▸ GIVEN EXERCISE: Return the lines of the records from the line containing "paint on door" through the end of the records, inclusive, copying each one unchanged. Leave the pictures out of your answer.

---------- EXERCISE INPUT ----------

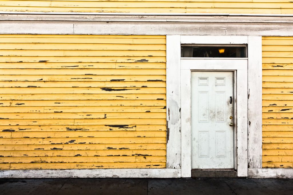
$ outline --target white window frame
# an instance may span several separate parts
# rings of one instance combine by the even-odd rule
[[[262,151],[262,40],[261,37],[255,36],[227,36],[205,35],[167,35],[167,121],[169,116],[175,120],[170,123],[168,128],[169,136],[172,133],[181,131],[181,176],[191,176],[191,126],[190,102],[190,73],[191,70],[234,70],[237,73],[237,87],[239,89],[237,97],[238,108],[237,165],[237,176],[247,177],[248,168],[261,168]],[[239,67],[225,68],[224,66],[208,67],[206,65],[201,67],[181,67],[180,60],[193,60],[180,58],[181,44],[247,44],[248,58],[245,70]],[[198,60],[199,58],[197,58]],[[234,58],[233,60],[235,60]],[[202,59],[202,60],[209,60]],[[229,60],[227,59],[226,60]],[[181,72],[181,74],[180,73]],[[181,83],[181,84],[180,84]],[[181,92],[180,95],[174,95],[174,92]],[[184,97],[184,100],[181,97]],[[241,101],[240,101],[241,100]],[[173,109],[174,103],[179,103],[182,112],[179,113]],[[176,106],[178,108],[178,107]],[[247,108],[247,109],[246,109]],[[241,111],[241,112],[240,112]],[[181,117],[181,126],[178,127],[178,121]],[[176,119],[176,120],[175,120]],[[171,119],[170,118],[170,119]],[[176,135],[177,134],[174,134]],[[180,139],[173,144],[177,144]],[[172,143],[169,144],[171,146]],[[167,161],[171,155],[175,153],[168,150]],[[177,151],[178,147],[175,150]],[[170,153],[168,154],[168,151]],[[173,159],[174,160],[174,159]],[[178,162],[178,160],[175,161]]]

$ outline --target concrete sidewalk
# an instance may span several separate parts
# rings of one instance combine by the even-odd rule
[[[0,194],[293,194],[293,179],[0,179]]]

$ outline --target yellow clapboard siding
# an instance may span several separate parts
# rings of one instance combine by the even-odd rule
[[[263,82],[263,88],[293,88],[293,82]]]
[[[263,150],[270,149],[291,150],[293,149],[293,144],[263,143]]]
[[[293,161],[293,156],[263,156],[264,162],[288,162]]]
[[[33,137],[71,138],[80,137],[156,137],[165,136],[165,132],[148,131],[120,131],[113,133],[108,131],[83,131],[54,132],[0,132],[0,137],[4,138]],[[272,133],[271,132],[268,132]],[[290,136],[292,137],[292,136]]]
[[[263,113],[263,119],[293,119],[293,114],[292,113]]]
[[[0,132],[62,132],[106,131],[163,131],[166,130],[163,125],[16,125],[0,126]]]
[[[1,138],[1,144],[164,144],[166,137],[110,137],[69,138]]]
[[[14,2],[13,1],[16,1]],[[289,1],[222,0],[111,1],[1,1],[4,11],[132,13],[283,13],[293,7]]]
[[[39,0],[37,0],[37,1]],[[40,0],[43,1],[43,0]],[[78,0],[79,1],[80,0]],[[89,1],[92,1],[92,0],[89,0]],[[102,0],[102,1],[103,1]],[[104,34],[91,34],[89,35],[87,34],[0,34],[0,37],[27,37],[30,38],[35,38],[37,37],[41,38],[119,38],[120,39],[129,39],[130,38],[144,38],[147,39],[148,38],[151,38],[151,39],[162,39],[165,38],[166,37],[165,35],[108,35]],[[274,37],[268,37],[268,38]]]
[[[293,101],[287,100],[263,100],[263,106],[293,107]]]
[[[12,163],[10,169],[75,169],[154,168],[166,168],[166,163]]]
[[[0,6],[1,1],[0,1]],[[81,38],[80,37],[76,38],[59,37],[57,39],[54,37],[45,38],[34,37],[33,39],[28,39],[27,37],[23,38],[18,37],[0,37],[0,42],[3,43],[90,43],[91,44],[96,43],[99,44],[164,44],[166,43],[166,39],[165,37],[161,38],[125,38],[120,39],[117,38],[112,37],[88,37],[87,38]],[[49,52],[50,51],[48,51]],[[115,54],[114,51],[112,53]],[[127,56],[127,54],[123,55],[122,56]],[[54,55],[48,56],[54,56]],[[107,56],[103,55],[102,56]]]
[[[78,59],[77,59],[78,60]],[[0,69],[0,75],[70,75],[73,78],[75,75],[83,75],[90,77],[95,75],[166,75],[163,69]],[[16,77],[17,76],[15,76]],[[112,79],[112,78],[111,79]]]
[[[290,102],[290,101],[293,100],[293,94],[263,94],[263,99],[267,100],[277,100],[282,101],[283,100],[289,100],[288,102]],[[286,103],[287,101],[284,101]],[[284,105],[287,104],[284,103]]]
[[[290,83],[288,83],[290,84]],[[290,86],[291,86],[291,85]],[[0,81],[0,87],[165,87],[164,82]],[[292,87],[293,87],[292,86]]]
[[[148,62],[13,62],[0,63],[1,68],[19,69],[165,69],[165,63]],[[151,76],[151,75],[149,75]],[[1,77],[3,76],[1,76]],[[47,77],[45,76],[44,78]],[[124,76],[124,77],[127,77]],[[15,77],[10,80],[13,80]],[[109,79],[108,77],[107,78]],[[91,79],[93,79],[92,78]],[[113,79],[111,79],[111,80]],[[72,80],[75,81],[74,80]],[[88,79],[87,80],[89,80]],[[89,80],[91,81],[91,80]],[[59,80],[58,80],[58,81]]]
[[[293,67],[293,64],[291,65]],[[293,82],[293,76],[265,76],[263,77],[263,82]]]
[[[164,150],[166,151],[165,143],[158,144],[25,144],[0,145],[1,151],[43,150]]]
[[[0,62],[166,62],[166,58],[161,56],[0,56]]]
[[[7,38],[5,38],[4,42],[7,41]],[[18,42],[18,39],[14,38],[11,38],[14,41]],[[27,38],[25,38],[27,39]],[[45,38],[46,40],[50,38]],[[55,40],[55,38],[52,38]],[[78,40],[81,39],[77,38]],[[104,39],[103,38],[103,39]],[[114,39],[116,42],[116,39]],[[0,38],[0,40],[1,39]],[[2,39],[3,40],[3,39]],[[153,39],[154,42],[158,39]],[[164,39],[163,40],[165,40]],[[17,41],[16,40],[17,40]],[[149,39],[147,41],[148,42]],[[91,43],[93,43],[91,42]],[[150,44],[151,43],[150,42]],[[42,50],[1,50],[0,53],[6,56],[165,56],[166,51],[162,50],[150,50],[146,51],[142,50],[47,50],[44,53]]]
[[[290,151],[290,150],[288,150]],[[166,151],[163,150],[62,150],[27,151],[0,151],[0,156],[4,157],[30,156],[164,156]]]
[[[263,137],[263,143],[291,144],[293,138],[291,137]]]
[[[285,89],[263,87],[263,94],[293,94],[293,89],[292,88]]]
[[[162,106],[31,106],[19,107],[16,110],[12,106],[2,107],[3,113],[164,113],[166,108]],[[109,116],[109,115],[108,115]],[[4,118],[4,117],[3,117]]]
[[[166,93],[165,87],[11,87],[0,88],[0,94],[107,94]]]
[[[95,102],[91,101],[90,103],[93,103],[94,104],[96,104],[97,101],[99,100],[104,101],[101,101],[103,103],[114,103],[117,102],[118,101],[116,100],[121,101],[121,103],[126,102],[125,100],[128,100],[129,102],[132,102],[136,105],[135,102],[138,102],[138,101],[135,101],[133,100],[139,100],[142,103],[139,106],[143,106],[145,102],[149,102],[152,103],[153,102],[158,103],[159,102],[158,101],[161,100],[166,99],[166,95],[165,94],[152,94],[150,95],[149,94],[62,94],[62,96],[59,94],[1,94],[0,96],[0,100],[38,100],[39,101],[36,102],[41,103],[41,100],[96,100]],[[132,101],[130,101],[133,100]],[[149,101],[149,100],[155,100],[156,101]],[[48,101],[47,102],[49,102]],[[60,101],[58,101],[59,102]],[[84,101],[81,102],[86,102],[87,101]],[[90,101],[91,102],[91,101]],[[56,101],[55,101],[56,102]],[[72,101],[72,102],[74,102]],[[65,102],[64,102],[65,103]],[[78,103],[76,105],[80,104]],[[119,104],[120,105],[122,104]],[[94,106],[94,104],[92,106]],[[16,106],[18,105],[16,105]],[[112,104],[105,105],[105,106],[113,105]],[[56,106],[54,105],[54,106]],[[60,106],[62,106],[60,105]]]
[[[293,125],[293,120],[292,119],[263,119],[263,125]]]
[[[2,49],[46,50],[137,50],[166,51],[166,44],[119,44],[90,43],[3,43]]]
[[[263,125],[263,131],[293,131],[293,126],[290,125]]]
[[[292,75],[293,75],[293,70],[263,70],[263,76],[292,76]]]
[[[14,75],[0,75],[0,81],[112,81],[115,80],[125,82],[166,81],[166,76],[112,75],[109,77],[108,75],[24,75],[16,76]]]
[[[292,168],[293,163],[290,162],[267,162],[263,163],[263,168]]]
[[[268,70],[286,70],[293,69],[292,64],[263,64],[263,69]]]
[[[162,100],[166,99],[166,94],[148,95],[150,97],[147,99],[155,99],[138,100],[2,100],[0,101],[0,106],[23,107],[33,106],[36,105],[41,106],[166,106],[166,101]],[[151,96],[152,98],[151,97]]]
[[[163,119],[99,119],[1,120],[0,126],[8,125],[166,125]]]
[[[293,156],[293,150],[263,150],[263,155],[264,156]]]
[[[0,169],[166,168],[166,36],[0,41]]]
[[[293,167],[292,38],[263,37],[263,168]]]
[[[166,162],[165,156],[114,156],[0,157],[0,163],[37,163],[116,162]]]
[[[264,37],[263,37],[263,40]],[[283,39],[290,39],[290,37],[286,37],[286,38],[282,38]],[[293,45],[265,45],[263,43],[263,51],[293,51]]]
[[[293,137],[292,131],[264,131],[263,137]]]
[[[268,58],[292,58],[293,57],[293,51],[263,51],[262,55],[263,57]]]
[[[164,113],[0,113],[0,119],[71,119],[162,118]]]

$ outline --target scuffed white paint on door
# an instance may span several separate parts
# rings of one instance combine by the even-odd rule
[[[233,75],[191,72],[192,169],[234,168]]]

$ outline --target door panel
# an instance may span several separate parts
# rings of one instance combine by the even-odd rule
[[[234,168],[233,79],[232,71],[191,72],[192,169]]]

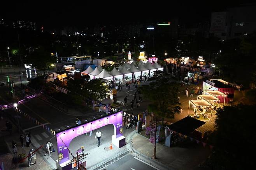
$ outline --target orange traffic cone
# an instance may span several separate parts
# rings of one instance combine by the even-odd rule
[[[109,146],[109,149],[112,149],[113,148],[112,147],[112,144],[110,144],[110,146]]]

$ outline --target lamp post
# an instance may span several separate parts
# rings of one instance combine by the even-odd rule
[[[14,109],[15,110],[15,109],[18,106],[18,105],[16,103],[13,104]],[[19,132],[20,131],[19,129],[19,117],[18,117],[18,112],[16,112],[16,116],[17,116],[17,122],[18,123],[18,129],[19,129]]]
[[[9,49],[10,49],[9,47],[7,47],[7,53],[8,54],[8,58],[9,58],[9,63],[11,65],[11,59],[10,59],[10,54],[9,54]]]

----------

▸ FINAL ANSWER:
$ outline --target scuffed white paint on door
# an instance may span several separate parts
# rings of one instance combine by the even-odd rule
[[[233,75],[191,72],[192,169],[234,168]]]

$ outline --target door panel
# an instance may span several separate parts
# rings of one instance combine by the even-odd rule
[[[234,168],[233,79],[232,71],[191,72],[192,169]]]

$ outline --target orange traffic cone
# an instance may span several separate parts
# rings of one instance combine by the even-odd rule
[[[109,146],[109,149],[112,149],[113,148],[112,147],[112,144],[110,144],[110,146]]]

$ outline --target lamp post
# an instance may span several separate parts
# rings of one instance combine by the even-odd rule
[[[14,109],[15,110],[15,109],[18,106],[18,105],[16,103],[13,104]],[[19,132],[20,131],[19,129],[19,117],[18,117],[18,112],[16,112],[16,116],[17,116],[17,122],[18,123],[18,129],[19,129]]]
[[[9,49],[10,49],[9,47],[7,47],[7,53],[8,54],[8,58],[9,58],[9,63],[11,65],[11,59],[10,59],[10,54],[9,54]]]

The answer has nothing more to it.